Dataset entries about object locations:
..............................

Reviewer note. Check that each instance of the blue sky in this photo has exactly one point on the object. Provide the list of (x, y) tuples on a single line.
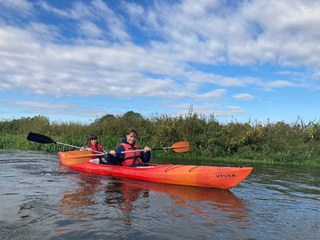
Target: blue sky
[(237, 60)]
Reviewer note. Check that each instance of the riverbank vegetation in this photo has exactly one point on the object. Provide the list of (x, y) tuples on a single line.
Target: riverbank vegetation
[(209, 140)]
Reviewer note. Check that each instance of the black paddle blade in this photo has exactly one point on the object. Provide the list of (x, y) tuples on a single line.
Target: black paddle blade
[(35, 137)]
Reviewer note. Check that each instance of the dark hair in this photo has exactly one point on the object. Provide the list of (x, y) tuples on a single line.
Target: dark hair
[(90, 137), (132, 130)]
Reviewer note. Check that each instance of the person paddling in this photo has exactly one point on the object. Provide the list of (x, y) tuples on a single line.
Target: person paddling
[(130, 159), (92, 145)]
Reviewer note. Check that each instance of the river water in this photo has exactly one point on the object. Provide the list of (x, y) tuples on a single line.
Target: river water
[(39, 199)]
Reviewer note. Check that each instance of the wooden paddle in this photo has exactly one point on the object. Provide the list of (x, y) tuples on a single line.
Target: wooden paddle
[(36, 137), (177, 147)]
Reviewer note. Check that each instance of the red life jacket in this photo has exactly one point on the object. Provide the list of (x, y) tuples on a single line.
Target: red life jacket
[(96, 147), (133, 158)]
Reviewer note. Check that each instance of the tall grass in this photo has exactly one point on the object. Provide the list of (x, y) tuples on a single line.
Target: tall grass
[(209, 139)]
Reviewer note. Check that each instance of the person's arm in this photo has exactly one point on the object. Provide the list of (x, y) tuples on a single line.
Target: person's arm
[(146, 155), (114, 156)]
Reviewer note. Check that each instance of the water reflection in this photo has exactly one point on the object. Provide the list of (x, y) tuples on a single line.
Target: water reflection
[(126, 198)]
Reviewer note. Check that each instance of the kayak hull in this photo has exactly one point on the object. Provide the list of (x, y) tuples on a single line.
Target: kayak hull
[(189, 175)]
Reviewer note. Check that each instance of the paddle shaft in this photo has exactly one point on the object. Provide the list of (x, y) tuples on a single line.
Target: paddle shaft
[(141, 150), (81, 148)]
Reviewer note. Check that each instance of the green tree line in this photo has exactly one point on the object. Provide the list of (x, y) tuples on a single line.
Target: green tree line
[(209, 139)]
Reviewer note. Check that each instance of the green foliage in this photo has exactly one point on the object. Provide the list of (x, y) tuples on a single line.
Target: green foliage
[(279, 142)]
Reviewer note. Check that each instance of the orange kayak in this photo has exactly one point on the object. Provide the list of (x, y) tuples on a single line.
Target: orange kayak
[(189, 175)]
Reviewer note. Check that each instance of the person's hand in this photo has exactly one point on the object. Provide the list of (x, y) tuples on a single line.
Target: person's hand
[(112, 152), (146, 149)]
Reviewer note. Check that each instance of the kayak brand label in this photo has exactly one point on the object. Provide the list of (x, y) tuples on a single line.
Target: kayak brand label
[(225, 175)]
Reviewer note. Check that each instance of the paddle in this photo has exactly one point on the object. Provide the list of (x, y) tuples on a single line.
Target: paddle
[(36, 137), (177, 147), (77, 157)]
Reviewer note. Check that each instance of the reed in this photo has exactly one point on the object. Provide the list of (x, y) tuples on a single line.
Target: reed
[(209, 140)]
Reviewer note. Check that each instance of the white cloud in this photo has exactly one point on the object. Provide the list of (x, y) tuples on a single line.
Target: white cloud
[(243, 97)]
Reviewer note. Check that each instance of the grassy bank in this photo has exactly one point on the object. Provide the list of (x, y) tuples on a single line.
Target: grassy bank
[(297, 143)]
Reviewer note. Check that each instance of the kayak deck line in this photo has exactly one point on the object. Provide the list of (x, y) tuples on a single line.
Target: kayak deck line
[(187, 175)]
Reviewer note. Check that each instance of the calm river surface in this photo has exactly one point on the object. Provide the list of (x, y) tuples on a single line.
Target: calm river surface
[(41, 200)]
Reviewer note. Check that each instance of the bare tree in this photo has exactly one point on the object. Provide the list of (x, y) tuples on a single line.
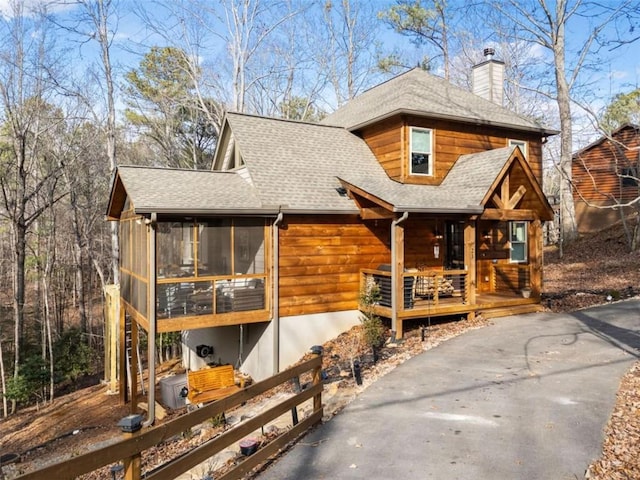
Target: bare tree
[(347, 47), (427, 23), (96, 21), (26, 64), (545, 24)]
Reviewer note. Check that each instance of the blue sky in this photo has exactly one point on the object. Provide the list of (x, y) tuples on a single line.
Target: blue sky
[(619, 69)]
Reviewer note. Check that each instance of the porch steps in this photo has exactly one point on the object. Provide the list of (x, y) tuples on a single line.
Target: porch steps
[(510, 310)]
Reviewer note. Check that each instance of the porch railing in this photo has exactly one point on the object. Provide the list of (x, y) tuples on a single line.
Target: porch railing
[(420, 287), (217, 295)]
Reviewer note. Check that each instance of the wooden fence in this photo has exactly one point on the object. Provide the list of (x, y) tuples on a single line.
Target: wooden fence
[(129, 450)]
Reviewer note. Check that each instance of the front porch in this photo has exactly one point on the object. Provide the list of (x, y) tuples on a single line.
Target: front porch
[(432, 293)]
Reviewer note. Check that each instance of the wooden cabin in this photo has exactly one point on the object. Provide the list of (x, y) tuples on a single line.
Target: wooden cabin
[(605, 174), (426, 190)]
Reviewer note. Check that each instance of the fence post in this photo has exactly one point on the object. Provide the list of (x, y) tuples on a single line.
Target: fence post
[(131, 426), (317, 378)]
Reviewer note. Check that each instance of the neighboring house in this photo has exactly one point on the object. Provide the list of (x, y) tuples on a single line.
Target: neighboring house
[(427, 190), (605, 173)]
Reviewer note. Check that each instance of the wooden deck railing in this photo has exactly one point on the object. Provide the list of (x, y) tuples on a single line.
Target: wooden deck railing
[(130, 449), (433, 286)]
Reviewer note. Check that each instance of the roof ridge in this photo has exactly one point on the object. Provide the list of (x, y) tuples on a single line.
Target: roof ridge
[(176, 169), (285, 120)]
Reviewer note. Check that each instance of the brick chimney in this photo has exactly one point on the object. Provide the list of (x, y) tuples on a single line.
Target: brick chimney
[(488, 78)]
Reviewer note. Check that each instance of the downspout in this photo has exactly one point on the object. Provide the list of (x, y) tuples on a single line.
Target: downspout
[(394, 274), (153, 327), (276, 293)]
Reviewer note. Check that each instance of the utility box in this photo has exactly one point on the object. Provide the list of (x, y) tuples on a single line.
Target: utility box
[(174, 391)]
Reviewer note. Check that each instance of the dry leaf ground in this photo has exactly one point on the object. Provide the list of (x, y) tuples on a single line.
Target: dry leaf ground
[(591, 269)]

..............................

WRITTEN INSTRUCTION: Please lay out all the entries above as a two-column CSV with the columns entry_text and answer, one row per entry. Put each field in quotes, replace line breaks with spaces, and leave the pictures out.

ANSWER TO THIS TASK:
entry_text,answer
"Reviewer note. Check that each instance of the blue sky in this photo has exactly one point on the object. Provide the list of (x, y) tuples on a single line. Target: blue sky","[(237, 60)]"
"Reviewer note. Check that each instance of the riverbank vegetation in this photo has exactly one point on the object. Provide the list of (x, y) tuples on a single line. Target: riverbank vegetation","[(209, 140)]"
"Reviewer note. Check that each instance of the black paddle blade in this photo has exactly one point on the object. Provide the list of (x, y) tuples on a single line. Target: black paddle blade","[(35, 137)]"
"Reviewer note. Check that each instance of the dark hair in this photo has exactly one point on the object. Provide the list of (x, y) tuples on a single line. Target: dark hair","[(90, 137), (132, 130)]"
"Reviewer note. Check that each instance of the person paddling in this photo has exactly one point on the object. Provide the list of (x, y) tuples on a single line. Target: person paddling","[(130, 159), (92, 145)]"
"Reviewer note. Check that each instance of the river water in this photo has exactly one point on the object. Provide the list of (x, y) tuples on a single line. Target: river water","[(39, 199)]"
"Reviewer note. Check that each instance of the wooden paddle in this photo has exactly one point on the object. Provide the list of (x, y) tuples on a single line. Target: wooden paddle","[(36, 137), (177, 147)]"
"Reviewer note. Check that each instance of the red life jacket in this photo has exactly one point on the object. Provide the list of (x, y) tuples on a single line. Target: red life jacket","[(96, 147), (133, 158)]"
"Reviewer note. Check that each instance of the tall grass in this photo has exactly one point on the object. Provide the list of (x, y) tuples on a single line. Target: tall grass","[(209, 139)]"
"Reviewer note. Check that each instance of the person's arm in this photo has exactly one point on the object. Provide the list of (x, y) tuples on a single line. Target: person's arm","[(146, 155), (114, 156)]"
"Reviewer note. Check that each instance of the water reflection in this photo has exactly one point on the object. Provide the list of (x, y) tuples on a single line. Target: water reflection","[(126, 198)]"
"Reviewer note. Check that each instance of the kayak hull in this photo has exactly one point on the object. Provide the list of (x, y) tuples on a single line. Target: kayak hull","[(189, 175)]"
"Reviewer note. Check that each instance of the paddle shaft in this photo has exactly one point on the object. Provide the list of (x, y) tuples on a single line. Target: paddle shaft","[(141, 150), (81, 148)]"
"Reviewer note. Check that each instance of the green tree line in this photo has exactly one point on the object. Provide the list of (x, y) tuples on a single line. Target: green tree line","[(209, 139)]"
"Reviewer note. Check that each instance of the green foliage in this photo has exactly one point on the object. Provide the list of (x, y) tuples on a single line. Target: green foliage","[(279, 142)]"
"Reviewer note. Check that each instance of the orange kayak in this photo has exactly one point on the object. Provide the list of (x, y) tuples on a single line. Target: orange kayak","[(189, 175)]"
"Reviewer note. Check that each instance of the person's hand in this photo has exactly one point on the object. Provide the list of (x, y) tuples on a single line. Target: person's hand","[(112, 152), (146, 149)]"
"Reviewer note. Check that each instance of the kayak brand label in this photo has exactly one point on the object. Provide the list of (x, y) tuples on a single line. Target: kayak brand label","[(225, 175)]"
"Reviewer note. Check that each instance of the paddle in this photo has exactly one point on the object. Provide the list of (x, y) tuples on a single line. Target: paddle","[(36, 137), (177, 147), (77, 157)]"
"Reviewer note. Check that each instance of the reed in this photo has exactly one point on the object. Provide the list of (x, y) tuples on a single line. Target: reed","[(209, 140)]"
"Reviewer note. Check that each instance of the white cloud in this photo has exactly one point on the object. Provide the list of (x, y) tuples on a single line. Target: white cloud","[(243, 97)]"
"Reviewer note. Check that each instance of the grassy bank in this photo has exactly one point on the object. Provide the list of (x, y) tuples on a single line. Target: grassy bank","[(297, 143)]"
"Reviewer note. Check that each instance of the kayak deck line in this photo has exactly one point on the object. Provide the list of (x, y) tuples on a single line. Target: kayak deck line","[(187, 175)]"
"Reviewer note. Check that each instance of the calm river surface in this photo has exactly one point on the object. Provide the list of (x, y) tuples on a single line. Target: calm river surface","[(41, 200)]"
"Reviewer note. Check that each instance of the bare tree in this photo has exactly one point on the object. Provide the list of (x, y) tuples on a single line. Target: bare tree","[(347, 47), (427, 23), (96, 21), (26, 64), (545, 24)]"
"Reviewer note. Check that each instance of the blue sky in this photo has exactly one point on the object. Provide the list of (x, y) tuples on a single line. Target: blue sky","[(619, 69)]"
"Reviewer note. Check that each instance of the porch steps in this photo has exactly one point on the object. Provide the list of (x, y) tuples on a single line. Target: porch steps","[(510, 310)]"
"Reviewer note. Check that each instance of the porch railing in this photo has exactly one point on the object. Provide the list of (x, y) tuples on a single line. Target: porch railing","[(420, 287), (217, 295)]"
"Reviewer note. Check that each instance of the wooden fence in this photo has exactly one point on the object. Provide the list of (x, y) tuples on a single line. Target: wooden fence","[(129, 450)]"
"Reviewer note. Check that each instance of the front porch in this photo has exactly one point on the object. Provide the list of (x, y) tuples on a single line. Target: front porch","[(432, 293)]"
"Reviewer note. Check that each instance of the wooden cabin in this photo has exactly one point on the object. Provide the list of (x, y) tuples on a single line. Target: wooden cabin","[(605, 174), (426, 190)]"
"Reviewer note. Check that each instance of the fence post in this photo has exactly one point on the object. Provide the list of (x, y) tuples on a single line. Target: fence post","[(131, 426), (317, 378)]"
"Reviewer note. Check that each instance of the neighboring house in this photo has exactly one point on the object. Provide the list of (x, y) tuples on a single line. Target: neighboring house","[(427, 190), (605, 173)]"
"Reviewer note. Check that each instance of the wooden deck railing in this photo has exactly one point on the object. Provide the list of (x, y) tuples on a single line. Target: wooden deck railing","[(130, 449), (433, 286)]"
"Reviewer note. Check that each instance of the roof ridge in this photo has exactly one point on the object. Provide the list of (x, y) tuples on a single line. Target: roof ridge","[(176, 169), (285, 120)]"
"Reviewer note. Check that each instance of the brick chimney in this photo has exactly one point on the object. Provide the list of (x, y) tuples on a single line. Target: brick chimney","[(488, 78)]"
"Reviewer note. Check that each instance of the downspout in this photo has exactly one point on the object. Provide the list of (x, y) tuples on a single line. Target: downspout","[(394, 274), (153, 327), (276, 293)]"
"Reviewer note. Check that each instance of the utility box in this photo has exactly one point on the object. Provide the list of (x, y) tuples on a single line. Target: utility box","[(174, 391)]"
"Reviewer note. Check that each instance of the dry leaf ground in this photo has exactly one point on the object. Provide the list of (x, y) tuples on a single line. Target: dry leaf ground","[(591, 269)]"